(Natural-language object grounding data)
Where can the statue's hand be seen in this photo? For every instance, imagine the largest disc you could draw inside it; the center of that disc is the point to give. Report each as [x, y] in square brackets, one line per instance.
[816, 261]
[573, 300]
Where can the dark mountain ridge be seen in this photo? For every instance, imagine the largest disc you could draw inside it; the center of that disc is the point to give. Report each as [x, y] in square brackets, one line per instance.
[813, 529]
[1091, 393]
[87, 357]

---

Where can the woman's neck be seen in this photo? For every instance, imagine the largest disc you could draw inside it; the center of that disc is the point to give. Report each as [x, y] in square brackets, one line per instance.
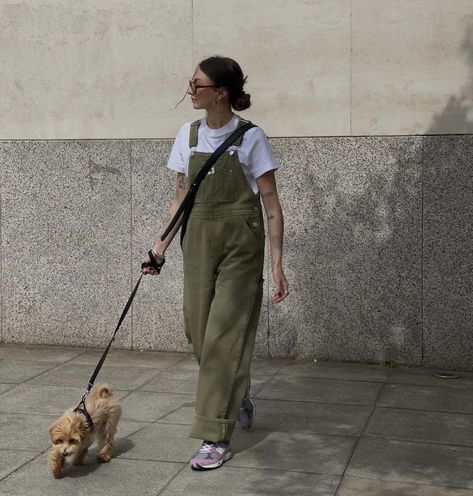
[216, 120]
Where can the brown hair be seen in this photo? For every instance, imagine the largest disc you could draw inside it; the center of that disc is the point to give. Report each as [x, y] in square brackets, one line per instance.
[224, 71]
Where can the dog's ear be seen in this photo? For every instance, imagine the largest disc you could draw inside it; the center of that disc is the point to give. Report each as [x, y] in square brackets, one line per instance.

**Directions for this task:**
Write out, from the lines above, only those from the line with "Where can the brown" to the line with "Where can the dog's", exactly as given, including the first and the last.

**Written reply:**
Where can the brown hair be seen in this photo? For every instance, imagine the largest disc you could draw inside it; the center of that disc is the point to give. Report each as [x, y] in square brackets, one line per instance.
[224, 71]
Where can the dog's ear be seen in this photo? For every instance, imagine the largest disc you could draw inside it; the center of that disc is the point to give. Report each as [x, y] in square brackets, one line per instance.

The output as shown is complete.